_Your instructions:_ Return all entries verbatim; skip any pictures.

_Data shown:_
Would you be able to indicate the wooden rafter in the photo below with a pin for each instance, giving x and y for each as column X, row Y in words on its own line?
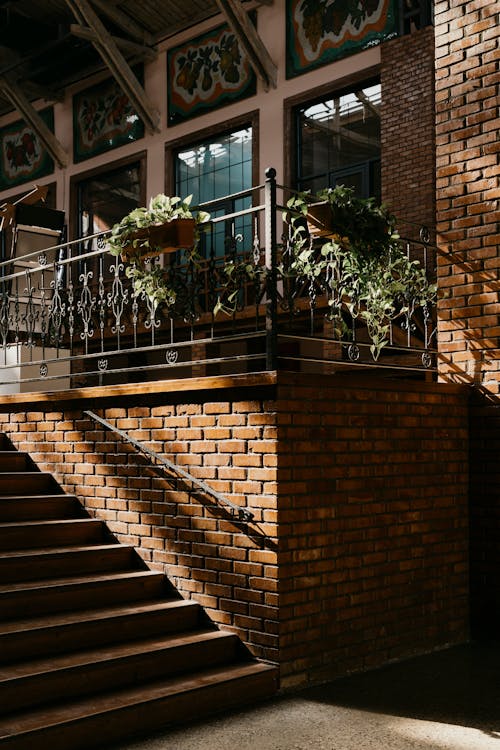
column 124, row 22
column 250, row 41
column 361, row 96
column 12, row 92
column 114, row 60
column 128, row 47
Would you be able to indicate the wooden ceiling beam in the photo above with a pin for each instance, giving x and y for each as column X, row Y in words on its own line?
column 142, row 52
column 17, row 98
column 250, row 41
column 124, row 22
column 114, row 60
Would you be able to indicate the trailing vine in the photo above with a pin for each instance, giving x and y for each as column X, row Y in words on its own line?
column 360, row 266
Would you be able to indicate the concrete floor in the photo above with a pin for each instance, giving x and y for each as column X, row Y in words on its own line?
column 444, row 701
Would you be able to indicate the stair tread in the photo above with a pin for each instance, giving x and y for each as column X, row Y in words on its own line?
column 72, row 580
column 49, row 522
column 41, row 497
column 63, row 551
column 105, row 703
column 109, row 653
column 86, row 615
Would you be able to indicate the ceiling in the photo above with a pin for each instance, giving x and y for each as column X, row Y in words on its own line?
column 45, row 45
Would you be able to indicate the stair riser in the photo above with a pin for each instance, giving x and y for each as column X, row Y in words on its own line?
column 51, row 535
column 29, row 644
column 21, row 483
column 43, row 566
column 13, row 461
column 38, row 601
column 102, row 730
column 39, row 508
column 94, row 678
column 5, row 444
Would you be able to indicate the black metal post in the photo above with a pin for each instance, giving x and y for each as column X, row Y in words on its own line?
column 271, row 270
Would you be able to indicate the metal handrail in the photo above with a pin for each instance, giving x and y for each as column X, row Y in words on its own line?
column 243, row 515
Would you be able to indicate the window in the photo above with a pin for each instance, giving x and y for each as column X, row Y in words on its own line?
column 104, row 198
column 338, row 141
column 217, row 168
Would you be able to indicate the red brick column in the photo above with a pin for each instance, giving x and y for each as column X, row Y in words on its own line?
column 407, row 124
column 468, row 190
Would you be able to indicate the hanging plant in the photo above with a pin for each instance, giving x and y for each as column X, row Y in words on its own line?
column 166, row 225
column 358, row 262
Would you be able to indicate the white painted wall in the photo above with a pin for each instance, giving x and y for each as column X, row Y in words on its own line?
column 271, row 27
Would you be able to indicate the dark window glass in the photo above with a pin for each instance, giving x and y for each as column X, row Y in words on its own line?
column 214, row 169
column 106, row 198
column 339, row 142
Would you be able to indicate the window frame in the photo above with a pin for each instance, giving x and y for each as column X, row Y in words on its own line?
column 75, row 180
column 172, row 148
column 366, row 77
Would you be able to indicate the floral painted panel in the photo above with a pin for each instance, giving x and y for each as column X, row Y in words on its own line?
column 23, row 156
column 103, row 119
column 320, row 31
column 207, row 72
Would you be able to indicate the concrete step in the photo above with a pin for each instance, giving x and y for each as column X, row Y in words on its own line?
column 54, row 533
column 102, row 719
column 39, row 507
column 27, row 483
column 95, row 670
column 57, row 633
column 31, row 598
column 15, row 461
column 31, row 565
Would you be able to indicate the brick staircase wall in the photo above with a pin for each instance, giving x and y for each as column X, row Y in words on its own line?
column 468, row 172
column 359, row 550
column 408, row 130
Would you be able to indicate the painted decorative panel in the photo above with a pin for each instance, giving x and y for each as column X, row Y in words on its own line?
column 23, row 156
column 320, row 31
column 207, row 72
column 103, row 119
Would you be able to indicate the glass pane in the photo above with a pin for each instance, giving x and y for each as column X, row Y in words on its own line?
column 106, row 198
column 217, row 169
column 339, row 141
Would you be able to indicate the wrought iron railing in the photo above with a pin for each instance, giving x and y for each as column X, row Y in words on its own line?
column 175, row 473
column 69, row 316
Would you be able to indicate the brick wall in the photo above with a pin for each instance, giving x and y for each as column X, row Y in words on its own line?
column 468, row 190
column 359, row 550
column 485, row 521
column 373, row 523
column 468, row 194
column 407, row 122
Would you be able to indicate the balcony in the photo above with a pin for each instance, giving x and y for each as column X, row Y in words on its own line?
column 69, row 317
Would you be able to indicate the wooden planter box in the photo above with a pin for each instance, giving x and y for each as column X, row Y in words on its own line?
column 319, row 219
column 163, row 238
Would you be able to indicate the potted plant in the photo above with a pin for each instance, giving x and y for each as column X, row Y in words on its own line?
column 356, row 259
column 168, row 224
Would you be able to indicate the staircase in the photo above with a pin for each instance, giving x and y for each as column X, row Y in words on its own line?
column 95, row 647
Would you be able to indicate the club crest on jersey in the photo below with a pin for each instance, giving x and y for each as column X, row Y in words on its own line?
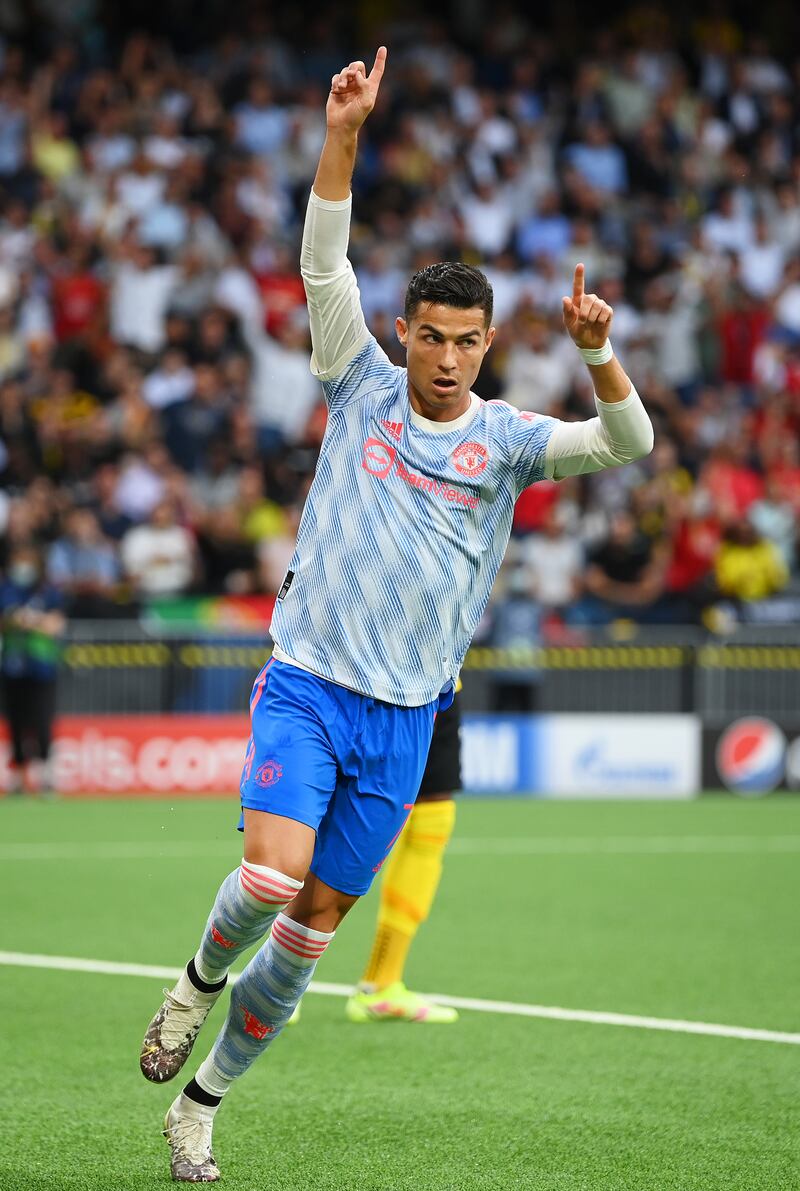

_Result for this task:_
Would you be able to indicate the wooden rafter in the photo below with a pin for each instance, giving x and y for each as column X, row Y in words on its own line?
column 124, row 22
column 250, row 41
column 361, row 96
column 12, row 92
column 114, row 60
column 128, row 47
Would you be able to indicate the wooden ceiling beam in the photo above with a pin for each instance, giving x and y for each as column X, row Y in words on its own line?
column 142, row 52
column 17, row 98
column 250, row 41
column 124, row 22
column 114, row 60
Would you be able to indicate the trailing vine in the photo above with a pin for each instance, giving x and y for each as column X, row Y in words on its own line?
column 360, row 266
Would you be able to indicate the concrete floor in the photo above with a pin for each instance, giving x and y for each as column X, row Y in words on its own line?
column 444, row 701
Would you be able to indicate the stair tread in the photo above with a pin for each instance, giving x and y for each as column X, row Y in words on its own line?
column 72, row 580
column 49, row 522
column 41, row 497
column 63, row 551
column 105, row 703
column 109, row 653
column 86, row 615
Would you be able to indicate the ceiling in the photo above with a pin for each instance, giving x and y for each as column X, row Y in words on its own line?
column 45, row 45
Would you be able to indicate the stair riser in the photo above with a pin for each instance, giving x and y for each as column X, row Y in words on its own line?
column 51, row 535
column 29, row 644
column 21, row 483
column 43, row 566
column 13, row 461
column 38, row 601
column 102, row 730
column 39, row 508
column 94, row 678
column 5, row 444
Would you be able to indicate the black metal post in the photo above with a pin for each instance, giving x and y for each as column X, row Y in words on its own line?
column 271, row 270
Would you be able to indicate the metal handrail in the photo above with a pin for each instance, giving x and y for each as column X, row Y in words on its own line?
column 243, row 515
Would you be able to indicate the window in the photo above with a pin for each instance, giving x and y for each as column X, row Y in words on its own line?
column 104, row 198
column 338, row 141
column 217, row 168
Would you be able to indicate the red brick column in the photo above with a pin for each instance, giving x and y for each as column X, row Y in words on its own line?
column 407, row 124
column 468, row 190
Would you be able to indicate the hanging plant in the photo above with a pin for each instance, giving x and y for each as column X, row Y in words on its own line?
column 166, row 225
column 358, row 262
Would you be able to indicate the white painted wall in the photo above with a pin for each instance, giving x and y for each as column X, row Y in words on its own line?
column 271, row 27
Would you be able to indicate the dark window glass in the photo above with a pin for each instance, giving x and y for each as column X, row Y in words on its own line?
column 214, row 169
column 106, row 198
column 339, row 142
Would you be able to indicate the window frame in the photo above with a pin for each instance, giving x and y for each as column X, row Y in words on its own line?
column 75, row 180
column 172, row 148
column 366, row 77
Would you be able to indicate the floral painted panel in the photo above with a pin for each instance, giving x and y for each as column X, row Y in words on its own line?
column 23, row 156
column 103, row 119
column 320, row 31
column 207, row 72
Would you be able to indicate the concrete step in the photo above with a pin for each instance, giving x and y for each as column X, row Y in words on its own line?
column 54, row 533
column 102, row 719
column 39, row 507
column 27, row 483
column 95, row 670
column 57, row 633
column 31, row 598
column 15, row 461
column 31, row 565
Would you be able to indicate the brick staircase wall in the photo above with a pin for each instance, giving x and y for each as column X, row Y in words on its own line?
column 468, row 172
column 359, row 550
column 408, row 130
Would you be able to indicate the painted decorative panel in the photo above with a pin for each instance, giving x and y for each as column X, row Y in words on its own line?
column 23, row 156
column 320, row 31
column 207, row 72
column 103, row 119
Would you be able to indicate the glass pane in the photo above with a pin for each instance, giving x and y for each as column X, row Y in words on its own line?
column 106, row 198
column 217, row 169
column 339, row 141
Would you be able to indicate the wrought iron railing in the photo above with a pin for each instance, giving x and y for each as column X, row Y in words on its own line?
column 175, row 473
column 69, row 316
Would you be able to indicate the brick wall in the photo above with a pin for each instance, giving x and y for each as column X, row Y in words on its own line?
column 468, row 190
column 359, row 550
column 485, row 521
column 373, row 523
column 468, row 194
column 407, row 122
Would you be able to indicate the balcony in the photo above with a pin for each instance, giving x and y for each as column X, row Y in words on its own line?
column 69, row 317
Would you be able to indicate the wooden planter box in the photo above with a pin for each instance, giving x and y for each as column X, row Y in words on its own line?
column 319, row 219
column 163, row 238
Would you be able to indicate the potted plant in the photo above with a pin for each instance, giving x and y for each as column X, row Y in words on its own line?
column 356, row 259
column 168, row 224
Would you be able to indicate the staircase in the photo above with a pin for each instance, giving x and y for each as column X, row Y in words on its own line?
column 95, row 647
Would you be able to indicate the club crest on jersey in the photo below with a pin for each instance, giving x and y for each as column X, row Y in words on its own line?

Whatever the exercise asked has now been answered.